[Natural-language object grounding data]
◇ ◇ ◇

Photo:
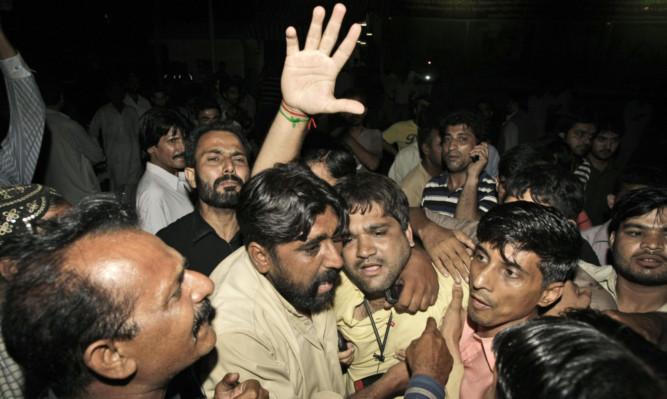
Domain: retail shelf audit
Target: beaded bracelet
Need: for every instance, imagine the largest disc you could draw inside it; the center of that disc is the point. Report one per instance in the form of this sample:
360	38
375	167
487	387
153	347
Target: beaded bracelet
296	118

◇ ◇ ◇

INSTRUCTIONS FOR THE TASK: Above are the records; copy exactly the lines from the one with "Domain: retail shelf audit" through the final line.

SOLUTION TO THIS TASK:
Domain: retail shelf audit
Target: beaded bracelet
Need: for every instance, imagine the largest disc you could draw inside it; the center of that disc is the point. Report one per instance in the form of this sample:
360	38
375	167
487	387
153	347
Target: beaded bracelet
296	118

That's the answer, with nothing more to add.